Data entries –
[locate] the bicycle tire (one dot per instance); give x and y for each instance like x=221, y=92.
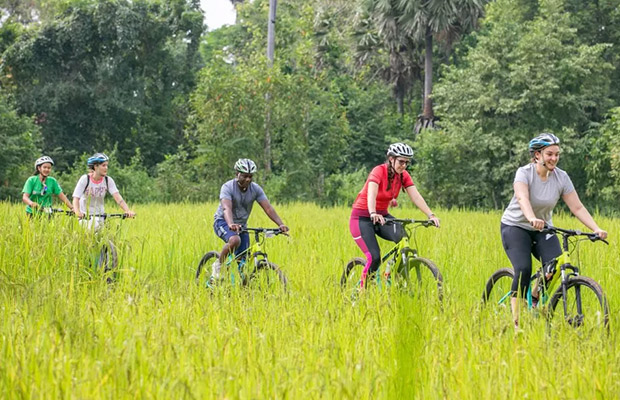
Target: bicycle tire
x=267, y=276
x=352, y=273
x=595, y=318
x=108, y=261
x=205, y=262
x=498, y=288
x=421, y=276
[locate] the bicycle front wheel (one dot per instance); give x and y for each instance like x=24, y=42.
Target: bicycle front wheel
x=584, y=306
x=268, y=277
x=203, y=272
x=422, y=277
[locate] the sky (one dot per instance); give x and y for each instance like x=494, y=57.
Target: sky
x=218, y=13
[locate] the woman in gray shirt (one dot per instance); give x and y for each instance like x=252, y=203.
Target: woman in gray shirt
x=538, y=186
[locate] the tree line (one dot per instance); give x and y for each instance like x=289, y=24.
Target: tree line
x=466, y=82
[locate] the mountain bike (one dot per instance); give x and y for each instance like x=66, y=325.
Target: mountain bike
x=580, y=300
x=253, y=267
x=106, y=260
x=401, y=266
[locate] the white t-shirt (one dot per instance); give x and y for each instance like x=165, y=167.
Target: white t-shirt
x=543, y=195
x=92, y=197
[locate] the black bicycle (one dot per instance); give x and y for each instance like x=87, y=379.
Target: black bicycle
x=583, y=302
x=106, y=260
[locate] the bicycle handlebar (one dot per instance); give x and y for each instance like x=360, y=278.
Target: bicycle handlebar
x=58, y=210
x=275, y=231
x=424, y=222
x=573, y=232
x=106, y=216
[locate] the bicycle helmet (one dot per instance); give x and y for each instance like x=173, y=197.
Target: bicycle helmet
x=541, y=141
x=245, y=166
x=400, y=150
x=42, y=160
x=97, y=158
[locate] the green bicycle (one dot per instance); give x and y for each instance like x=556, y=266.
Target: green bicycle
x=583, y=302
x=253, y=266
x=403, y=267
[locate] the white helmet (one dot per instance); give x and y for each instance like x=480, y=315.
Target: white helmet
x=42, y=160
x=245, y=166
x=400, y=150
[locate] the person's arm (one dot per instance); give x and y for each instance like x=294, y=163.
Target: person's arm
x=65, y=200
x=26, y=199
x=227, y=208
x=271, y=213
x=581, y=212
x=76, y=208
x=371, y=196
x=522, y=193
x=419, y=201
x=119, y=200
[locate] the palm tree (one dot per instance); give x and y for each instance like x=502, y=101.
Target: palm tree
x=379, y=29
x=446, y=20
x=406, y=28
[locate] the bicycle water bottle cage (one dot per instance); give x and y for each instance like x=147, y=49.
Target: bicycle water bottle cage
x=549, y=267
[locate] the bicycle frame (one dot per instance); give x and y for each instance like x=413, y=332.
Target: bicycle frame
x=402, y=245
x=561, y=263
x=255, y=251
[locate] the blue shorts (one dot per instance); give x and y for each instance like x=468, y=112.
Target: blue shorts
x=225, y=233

...

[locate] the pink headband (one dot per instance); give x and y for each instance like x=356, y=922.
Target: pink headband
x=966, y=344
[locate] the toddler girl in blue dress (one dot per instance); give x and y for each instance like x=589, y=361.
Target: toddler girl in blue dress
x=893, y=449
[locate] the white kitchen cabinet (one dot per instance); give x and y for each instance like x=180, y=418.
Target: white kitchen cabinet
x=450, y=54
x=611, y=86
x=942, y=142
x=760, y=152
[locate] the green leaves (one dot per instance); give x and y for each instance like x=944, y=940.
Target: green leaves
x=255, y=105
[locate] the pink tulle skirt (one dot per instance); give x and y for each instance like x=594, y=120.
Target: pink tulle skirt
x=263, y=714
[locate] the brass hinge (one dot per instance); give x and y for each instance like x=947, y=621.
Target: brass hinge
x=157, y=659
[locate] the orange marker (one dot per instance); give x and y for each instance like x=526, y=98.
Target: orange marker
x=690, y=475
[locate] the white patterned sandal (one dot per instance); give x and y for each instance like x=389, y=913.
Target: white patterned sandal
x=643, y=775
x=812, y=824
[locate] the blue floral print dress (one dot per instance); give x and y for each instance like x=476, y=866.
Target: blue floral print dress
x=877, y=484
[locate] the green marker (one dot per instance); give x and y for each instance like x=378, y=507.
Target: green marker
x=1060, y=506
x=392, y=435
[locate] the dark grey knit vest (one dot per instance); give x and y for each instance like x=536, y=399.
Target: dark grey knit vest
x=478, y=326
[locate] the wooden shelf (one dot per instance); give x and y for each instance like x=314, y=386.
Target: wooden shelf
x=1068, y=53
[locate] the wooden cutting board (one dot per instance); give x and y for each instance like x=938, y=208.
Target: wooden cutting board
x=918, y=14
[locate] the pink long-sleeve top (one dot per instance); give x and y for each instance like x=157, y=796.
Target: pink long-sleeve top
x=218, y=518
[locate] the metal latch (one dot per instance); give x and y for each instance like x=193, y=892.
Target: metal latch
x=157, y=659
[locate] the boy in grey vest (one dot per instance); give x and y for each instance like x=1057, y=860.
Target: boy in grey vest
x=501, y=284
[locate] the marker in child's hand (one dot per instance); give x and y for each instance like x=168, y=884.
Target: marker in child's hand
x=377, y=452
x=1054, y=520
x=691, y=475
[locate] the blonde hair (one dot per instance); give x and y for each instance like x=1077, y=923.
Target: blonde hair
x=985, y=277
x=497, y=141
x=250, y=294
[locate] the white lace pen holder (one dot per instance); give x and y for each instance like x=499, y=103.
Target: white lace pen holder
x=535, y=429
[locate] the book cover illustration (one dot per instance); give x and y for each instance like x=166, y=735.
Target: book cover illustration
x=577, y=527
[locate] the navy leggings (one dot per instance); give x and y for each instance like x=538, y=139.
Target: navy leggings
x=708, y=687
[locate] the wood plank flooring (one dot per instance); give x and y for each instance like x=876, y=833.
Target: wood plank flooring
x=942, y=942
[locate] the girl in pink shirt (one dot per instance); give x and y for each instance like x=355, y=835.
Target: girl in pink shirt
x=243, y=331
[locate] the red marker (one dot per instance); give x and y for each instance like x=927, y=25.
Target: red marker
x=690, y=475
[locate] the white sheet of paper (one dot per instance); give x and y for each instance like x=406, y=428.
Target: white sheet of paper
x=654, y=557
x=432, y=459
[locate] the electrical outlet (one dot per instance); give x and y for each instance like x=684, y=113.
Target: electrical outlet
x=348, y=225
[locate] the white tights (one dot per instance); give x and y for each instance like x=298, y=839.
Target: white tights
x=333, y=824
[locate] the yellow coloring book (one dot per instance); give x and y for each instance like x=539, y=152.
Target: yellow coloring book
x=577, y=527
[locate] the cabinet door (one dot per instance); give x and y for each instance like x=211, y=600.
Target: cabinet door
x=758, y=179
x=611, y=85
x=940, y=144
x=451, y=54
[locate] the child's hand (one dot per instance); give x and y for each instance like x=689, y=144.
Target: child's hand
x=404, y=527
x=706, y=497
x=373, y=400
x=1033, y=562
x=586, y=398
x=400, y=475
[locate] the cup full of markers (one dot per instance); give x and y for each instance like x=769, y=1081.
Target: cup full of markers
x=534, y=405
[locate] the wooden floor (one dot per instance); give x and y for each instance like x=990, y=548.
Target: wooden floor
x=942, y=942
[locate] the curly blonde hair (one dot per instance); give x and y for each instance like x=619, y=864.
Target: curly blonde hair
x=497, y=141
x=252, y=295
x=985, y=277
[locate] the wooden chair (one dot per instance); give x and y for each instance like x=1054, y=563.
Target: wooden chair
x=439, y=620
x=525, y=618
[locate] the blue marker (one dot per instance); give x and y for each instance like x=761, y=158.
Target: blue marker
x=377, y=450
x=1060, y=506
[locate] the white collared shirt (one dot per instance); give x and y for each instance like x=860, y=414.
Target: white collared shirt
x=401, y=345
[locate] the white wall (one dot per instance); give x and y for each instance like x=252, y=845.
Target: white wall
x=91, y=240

Instruction – Write out every line of the data from the line with "[locate] the bicycle tire" to the line with "x=421, y=276", shifting each x and y coordinate in the answers by -91. Leave the picture out.

Exercise output –
[locate] the bicycle tire (one dot per instance); give x and y for each instance like x=221, y=92.
Target: bicycle tire
x=176, y=185
x=261, y=182
x=504, y=227
x=17, y=170
x=114, y=171
x=407, y=197
x=330, y=185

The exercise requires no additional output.